== Brief ==
Return each line from the entries below that contains the string "sleeve", copied in full. Case counts when matching.

== Dataset records ==

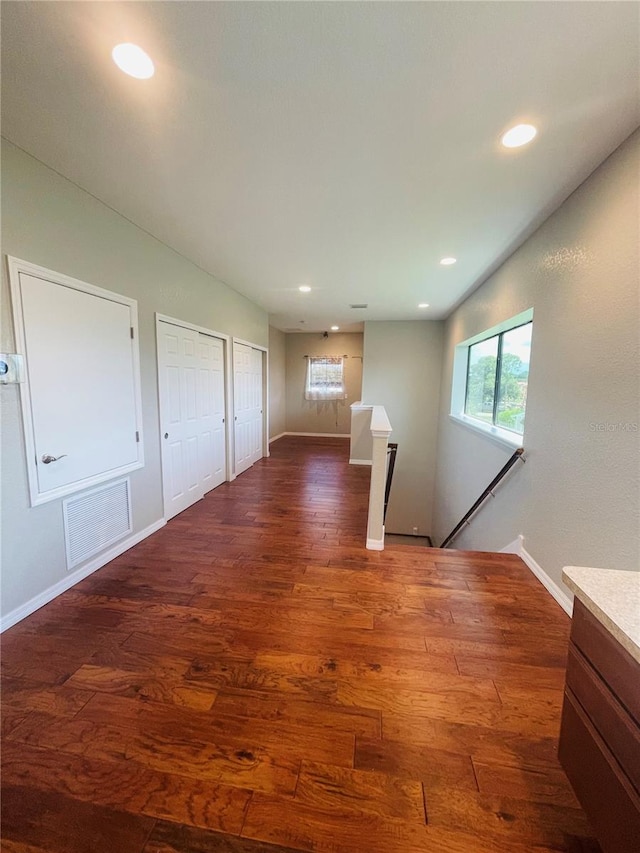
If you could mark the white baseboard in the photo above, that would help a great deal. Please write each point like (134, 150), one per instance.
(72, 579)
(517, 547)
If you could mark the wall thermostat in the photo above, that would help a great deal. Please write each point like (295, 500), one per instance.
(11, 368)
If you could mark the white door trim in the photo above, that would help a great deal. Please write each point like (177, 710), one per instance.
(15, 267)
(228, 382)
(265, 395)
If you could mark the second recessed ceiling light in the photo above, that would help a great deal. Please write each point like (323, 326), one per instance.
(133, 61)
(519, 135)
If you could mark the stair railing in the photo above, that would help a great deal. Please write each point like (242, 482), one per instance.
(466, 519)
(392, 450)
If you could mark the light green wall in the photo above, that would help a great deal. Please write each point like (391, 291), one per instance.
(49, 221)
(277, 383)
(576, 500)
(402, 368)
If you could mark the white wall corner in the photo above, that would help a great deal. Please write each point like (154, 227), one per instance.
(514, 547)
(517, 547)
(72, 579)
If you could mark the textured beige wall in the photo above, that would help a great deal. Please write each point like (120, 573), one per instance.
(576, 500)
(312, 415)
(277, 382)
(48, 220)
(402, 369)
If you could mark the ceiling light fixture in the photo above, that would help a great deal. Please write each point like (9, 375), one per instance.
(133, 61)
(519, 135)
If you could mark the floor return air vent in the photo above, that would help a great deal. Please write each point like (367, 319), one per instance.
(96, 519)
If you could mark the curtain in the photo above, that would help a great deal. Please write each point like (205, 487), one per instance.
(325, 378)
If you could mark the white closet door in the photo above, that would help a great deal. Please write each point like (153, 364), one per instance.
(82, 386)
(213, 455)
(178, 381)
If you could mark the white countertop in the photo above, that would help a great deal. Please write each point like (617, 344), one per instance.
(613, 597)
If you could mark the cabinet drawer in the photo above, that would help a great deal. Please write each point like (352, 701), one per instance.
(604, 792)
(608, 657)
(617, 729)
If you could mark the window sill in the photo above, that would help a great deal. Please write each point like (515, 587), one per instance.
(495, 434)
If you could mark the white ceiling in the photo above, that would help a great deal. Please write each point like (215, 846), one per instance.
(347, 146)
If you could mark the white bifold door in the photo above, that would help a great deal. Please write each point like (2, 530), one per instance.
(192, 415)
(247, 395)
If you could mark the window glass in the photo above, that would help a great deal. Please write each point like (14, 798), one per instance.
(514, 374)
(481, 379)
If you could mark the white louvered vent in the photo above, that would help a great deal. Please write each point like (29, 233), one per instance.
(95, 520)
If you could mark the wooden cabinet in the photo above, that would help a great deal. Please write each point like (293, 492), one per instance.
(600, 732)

...

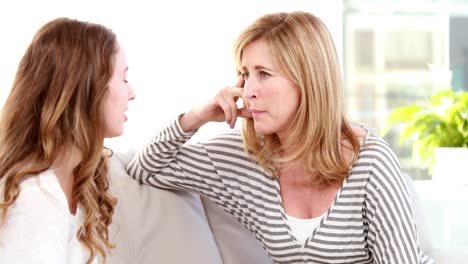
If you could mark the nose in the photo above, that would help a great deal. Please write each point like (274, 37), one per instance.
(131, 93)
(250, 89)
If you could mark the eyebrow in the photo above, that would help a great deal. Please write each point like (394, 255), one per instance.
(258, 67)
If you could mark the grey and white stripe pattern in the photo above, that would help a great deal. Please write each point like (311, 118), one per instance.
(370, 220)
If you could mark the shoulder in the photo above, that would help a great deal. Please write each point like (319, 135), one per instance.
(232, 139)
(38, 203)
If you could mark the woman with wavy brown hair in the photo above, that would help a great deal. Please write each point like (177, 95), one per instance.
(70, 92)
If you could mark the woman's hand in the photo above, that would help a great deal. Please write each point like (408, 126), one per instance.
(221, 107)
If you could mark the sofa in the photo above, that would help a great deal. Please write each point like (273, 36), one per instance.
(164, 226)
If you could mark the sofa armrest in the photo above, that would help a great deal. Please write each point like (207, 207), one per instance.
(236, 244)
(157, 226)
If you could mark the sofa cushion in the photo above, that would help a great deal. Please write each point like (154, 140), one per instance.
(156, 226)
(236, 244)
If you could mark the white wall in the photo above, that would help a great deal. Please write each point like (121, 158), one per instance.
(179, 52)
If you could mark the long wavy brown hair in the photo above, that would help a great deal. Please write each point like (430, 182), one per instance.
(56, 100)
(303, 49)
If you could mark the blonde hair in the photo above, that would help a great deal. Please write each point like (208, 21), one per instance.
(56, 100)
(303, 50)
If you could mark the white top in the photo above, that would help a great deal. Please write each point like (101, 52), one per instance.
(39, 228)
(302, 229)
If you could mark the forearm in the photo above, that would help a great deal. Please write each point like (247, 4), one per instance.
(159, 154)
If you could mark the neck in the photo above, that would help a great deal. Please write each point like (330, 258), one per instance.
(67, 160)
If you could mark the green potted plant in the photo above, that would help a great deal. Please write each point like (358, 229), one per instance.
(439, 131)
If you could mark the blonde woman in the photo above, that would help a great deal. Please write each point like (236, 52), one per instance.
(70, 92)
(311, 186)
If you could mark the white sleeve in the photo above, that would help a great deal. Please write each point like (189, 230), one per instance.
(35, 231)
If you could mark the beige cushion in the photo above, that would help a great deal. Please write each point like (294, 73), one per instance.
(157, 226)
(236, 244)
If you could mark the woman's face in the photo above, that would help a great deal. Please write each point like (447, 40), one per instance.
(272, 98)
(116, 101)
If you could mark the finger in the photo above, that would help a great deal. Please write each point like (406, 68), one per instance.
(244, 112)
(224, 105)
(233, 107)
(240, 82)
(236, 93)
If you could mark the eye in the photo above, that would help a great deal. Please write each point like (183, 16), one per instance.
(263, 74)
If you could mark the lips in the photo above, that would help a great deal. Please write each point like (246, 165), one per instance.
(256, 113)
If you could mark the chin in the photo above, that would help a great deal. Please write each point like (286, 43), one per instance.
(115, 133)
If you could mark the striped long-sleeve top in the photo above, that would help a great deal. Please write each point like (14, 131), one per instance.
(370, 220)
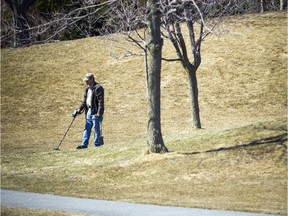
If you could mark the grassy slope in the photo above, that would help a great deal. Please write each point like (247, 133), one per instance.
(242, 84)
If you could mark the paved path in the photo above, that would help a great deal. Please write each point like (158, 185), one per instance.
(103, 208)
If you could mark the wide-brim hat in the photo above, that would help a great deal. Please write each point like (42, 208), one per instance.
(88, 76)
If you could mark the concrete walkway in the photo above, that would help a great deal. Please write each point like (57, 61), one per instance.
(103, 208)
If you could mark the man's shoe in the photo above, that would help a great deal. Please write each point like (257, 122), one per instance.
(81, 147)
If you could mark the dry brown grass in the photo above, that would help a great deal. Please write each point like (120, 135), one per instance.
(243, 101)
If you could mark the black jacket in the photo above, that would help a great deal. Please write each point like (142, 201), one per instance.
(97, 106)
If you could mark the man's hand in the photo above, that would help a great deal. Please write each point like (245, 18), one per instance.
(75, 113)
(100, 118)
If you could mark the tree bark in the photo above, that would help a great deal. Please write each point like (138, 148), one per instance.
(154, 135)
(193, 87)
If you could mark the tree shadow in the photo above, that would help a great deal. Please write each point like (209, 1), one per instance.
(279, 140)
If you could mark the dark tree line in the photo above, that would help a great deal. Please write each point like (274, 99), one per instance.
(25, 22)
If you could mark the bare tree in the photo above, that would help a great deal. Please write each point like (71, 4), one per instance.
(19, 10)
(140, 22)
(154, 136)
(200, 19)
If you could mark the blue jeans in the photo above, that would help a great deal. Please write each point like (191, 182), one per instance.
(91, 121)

== Answer to this problem ==
If you could mark the white sleeve in the photo above, that would help a great deal. Please write each point like (189, 230), one per instance.
If you could mark the striped long-sleeve top in the photo above, that would help a great deal. Please write each point like (14, 131), one per instance.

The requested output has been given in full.